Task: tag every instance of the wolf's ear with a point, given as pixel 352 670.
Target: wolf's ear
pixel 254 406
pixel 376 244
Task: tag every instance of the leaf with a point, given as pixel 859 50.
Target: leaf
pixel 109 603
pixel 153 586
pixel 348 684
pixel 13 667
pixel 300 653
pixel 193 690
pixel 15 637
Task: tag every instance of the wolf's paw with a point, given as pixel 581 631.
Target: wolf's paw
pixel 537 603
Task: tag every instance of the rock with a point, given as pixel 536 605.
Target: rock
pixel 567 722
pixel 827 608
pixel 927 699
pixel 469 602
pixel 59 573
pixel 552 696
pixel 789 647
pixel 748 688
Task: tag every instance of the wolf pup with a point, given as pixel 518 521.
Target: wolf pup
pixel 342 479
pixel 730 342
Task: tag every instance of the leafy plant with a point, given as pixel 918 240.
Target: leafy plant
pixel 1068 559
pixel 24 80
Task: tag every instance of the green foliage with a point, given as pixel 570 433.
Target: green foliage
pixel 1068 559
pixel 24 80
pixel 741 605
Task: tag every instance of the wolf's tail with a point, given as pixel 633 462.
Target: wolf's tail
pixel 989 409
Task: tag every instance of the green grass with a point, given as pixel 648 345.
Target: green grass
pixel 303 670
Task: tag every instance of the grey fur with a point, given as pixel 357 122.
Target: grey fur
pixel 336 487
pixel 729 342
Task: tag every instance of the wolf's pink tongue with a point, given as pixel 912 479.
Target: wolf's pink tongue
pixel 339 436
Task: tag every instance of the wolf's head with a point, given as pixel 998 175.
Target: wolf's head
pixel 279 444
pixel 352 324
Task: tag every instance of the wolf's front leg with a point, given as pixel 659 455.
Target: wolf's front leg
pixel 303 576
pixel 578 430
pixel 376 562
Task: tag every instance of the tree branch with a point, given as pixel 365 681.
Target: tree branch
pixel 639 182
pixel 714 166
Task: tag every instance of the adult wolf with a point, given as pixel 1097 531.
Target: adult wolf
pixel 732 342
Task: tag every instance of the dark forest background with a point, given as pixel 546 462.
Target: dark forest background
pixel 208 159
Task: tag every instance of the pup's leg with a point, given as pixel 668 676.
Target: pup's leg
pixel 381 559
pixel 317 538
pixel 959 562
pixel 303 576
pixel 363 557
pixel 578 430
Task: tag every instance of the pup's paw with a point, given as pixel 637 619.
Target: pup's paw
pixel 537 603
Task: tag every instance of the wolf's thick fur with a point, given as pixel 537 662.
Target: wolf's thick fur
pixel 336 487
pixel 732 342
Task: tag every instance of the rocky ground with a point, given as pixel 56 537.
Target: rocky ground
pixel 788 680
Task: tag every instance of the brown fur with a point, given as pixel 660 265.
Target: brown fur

• • • • •

Objective: Edit the data above so that "tag" is replaced by "mark" wherever it appears, with all other text unchanged.

Finished exercise:
Task: mark every instance of the wolf's ear with a point, given as pixel 352 670.
Target: wolf's ear
pixel 254 406
pixel 376 244
Task: mark every instance of the leaf with a point, given as pixel 859 50.
Target: leaf
pixel 109 603
pixel 153 586
pixel 348 684
pixel 13 667
pixel 300 653
pixel 193 690
pixel 15 637
Task: mark every instance of the wolf's paw with a point, given as pixel 581 631.
Target: wolf's paw
pixel 537 603
Task: mark every instance of the rock with a point, given as pixel 536 605.
Target: rock
pixel 567 722
pixel 827 608
pixel 927 699
pixel 469 602
pixel 59 573
pixel 552 696
pixel 789 647
pixel 748 688
Task: mark every instance of the wolf pup with a point, given as pixel 518 521.
Target: wolf pup
pixel 342 479
pixel 730 342
Task: mark every instance of the leafy plant with a point, given as pixel 918 240.
Target: leafy plant
pixel 1068 559
pixel 24 80
Task: mark every instance of the green foliage with a point, given as pixel 570 433.
Target: green foliage
pixel 1068 559
pixel 24 80
pixel 741 605
Task: mark every instance of the wolf's tail with a point, given as pixel 633 462.
Target: wolf's tail
pixel 989 409
Task: mark every instance of the green grass with a point, given as pixel 648 345.
Target: green grass
pixel 303 670
Task: mark every instance of the grey fur with a point, given as pixel 357 122.
Target: grey fur
pixel 336 487
pixel 729 342
Task: mark every instance of the wolf's pink tongue with a point, given as pixel 912 479.
Target: wolf's pink tongue
pixel 339 436
Task: mark every instance of the wolf's head with a point, given as pixel 998 175.
Target: wolf's head
pixel 279 444
pixel 352 324
Task: mark every instance of the wolf's front leg with a point, given as pixel 659 455.
Target: wolf's front leg
pixel 303 576
pixel 578 430
pixel 376 562
Task: mark every instance of the tree branch with a point, given as pixel 365 681.
Target: tree branch
pixel 639 182
pixel 714 166
Task: mark every instance of the adult wolf with a point, given as pixel 1097 531.
Target: adult wolf
pixel 732 342
Task: mark every instance of the dark forest background with a point, given as pixel 546 462.
Target: dark forest background
pixel 208 159
Task: mark every instance of the pup's leg with a point, given as pixel 668 676.
Target: pup's leg
pixel 381 559
pixel 317 538
pixel 959 562
pixel 303 576
pixel 363 557
pixel 578 430
Task: mark every instance of the pup's paw with a point, given as pixel 637 619.
Target: pup's paw
pixel 537 603
Task: mark every instance of the wolf's thick fur with a point, given as pixel 537 662.
Target: wolf's thick fur
pixel 336 487
pixel 732 342
Task: mark every instance of the rocky ground with a point, given as pixel 56 537.
Target: rocky ground
pixel 788 680
Task: mark every instance of the brown fur with a point, given as pixel 660 265.
Target: brown fur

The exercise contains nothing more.